_任务要求 1_
请重写记录中从含有"the concrete driveway"的那一行到记录末尾的这一段,把其中的"keypoint"替换为"marker",其余内容保持不变。

FunctionGHW posted @ 2013年10月29日 21:54 in 算法学习 with tags 排序 in-place heap sort max heap , 7509 阅读

堆排序可以看作选择排序的进化版。选择排序通过遍历来选出最大(最小)元素, 堆排序利用数据结构二叉堆更快的选出最大(最小)元素。堆排序有两个优势: 1.)最好、最坏和平均时间复杂度均为\(O(nlogn)\); 2.)可以原地进行,空间复杂度\(O(1)\)。

最大(最小)堆的性质

二叉堆通常是一个数组, 可以被看作完全(或近似完全)二叉树。

  • 一个二叉堆是最大堆,则满足如下条件:
    对任意的节点 \(i\),如果存在父节点\(parent(i)\),则必有\(parent(i) \ge i\)。
  • 一个二叉堆是最小堆,则满足如下条件:
    对任意的节点 \(i\),如果存在父节点\(parent(i)\),则必有\(parent(i) \le i\)。

由最大(小)堆的性质不难推出: 最大(小)值在树的根上。

堆排序算法

堆排序的基本思路如下:

  1. 把待排序数组构造成一个最大堆
  2. 取出树的根(最大(小)值, 实际算法的实现并不是真正的取出)
  3. 将树中剩下的元素再构造成一个最大堆(这里的构造和第1步不一样,具体看实现部分)
  4. 重复2,3操作,直到取完所有的元素
  5. 把元素按取出的顺序排列,即得到一个有序数组(在代码实现里是通过交换操作"无形中"完成的)
在开始实现算法先看几个结论(证明略):
  • 完全二叉树A[0:n-1]中的任意节点,其下标为 \(i\), 那么其子节点的下标分别是为\(2i + 1\) 和 \(2(i + 1)\)
  • 大小为n的完全二叉树A[0:n-1],叶子节点中下标最小的是\(\lfloor \frac {n}{2} \rfloor\), 非叶子节点中下标最大的是\(\lfloor \frac {n}{2} \rfloor - 1\)
  • 如果数组是一个最大堆,那么最大元素就是A[0]
  • 最大堆中任意节点的左右子树也是最大堆

 

这里的算法实现使用的是最大堆,首先来解决由数组建立最大堆的问题:

// 用于计算下标为i的节点的两个子节点的下标值
#define LEFT(i) (2 * (i) + 1)
#define RIGHT(i) (2 * ((i) + 1))
                
/* 此函数把一颗二叉树中以node为根的子树变成最大堆。
 * 注意: 使用的前提条件是 node节点的左右子树(如果存在的话)都是最大堆。
 * 这个函数是整个算法的关键。

_记录数据_
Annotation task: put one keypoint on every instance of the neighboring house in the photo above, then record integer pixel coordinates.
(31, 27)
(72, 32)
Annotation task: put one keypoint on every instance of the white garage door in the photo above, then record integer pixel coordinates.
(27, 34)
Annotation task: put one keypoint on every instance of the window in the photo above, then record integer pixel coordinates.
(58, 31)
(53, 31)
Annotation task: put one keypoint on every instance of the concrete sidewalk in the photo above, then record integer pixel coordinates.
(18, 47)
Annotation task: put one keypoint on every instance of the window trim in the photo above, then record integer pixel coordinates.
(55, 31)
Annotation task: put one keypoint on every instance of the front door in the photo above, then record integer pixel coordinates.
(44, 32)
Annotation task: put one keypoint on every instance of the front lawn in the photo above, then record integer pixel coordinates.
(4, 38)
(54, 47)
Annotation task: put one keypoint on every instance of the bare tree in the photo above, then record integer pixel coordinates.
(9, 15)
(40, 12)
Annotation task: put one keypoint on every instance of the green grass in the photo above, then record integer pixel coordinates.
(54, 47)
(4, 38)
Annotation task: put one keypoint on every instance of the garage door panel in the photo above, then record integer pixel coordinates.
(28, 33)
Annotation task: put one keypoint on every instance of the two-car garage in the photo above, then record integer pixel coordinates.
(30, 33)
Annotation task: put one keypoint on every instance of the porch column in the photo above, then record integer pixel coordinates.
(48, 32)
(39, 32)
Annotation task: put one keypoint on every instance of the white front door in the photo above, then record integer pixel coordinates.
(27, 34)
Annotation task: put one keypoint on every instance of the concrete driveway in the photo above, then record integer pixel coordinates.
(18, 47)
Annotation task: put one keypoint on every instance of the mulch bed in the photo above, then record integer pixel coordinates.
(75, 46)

_任务要求 2_
请把关于堆排序的原文中从"二叉堆通常是一个数组, 可以被看作完全(或近似完全)二叉树。"到"对任意的节点 \(i\),如果存在父节点\(parent(i)\),则必有\(parent(i) \le i\)。"的这一段一字不差地复制一遍。

_参考答案 1_
Annotation task: put one marker on every instance of the concrete driveway in the photo above, then record integer pixel coordinates.
(18, 47)
Annotation task: put one marker on every instance of the mulch bed in the photo above, then record integer pixel coordinates.
(75, 46)

_参考答案 2_
二叉堆通常是一个数组, 可以被看作完全(或近似完全)二叉树。

  • 一个二叉堆是最大堆,则满足如下条件:
    对任意的节点 \(i\),如果存在父节点\(parent(i)\),则必有\(parent(i) \ge i\)。
  • 一个二叉堆是最小堆,则满足如下条件:
    对任意的节点 \(i\),如果存在父节点\(parent(i)\),则必有\(parent(i) \le i\)。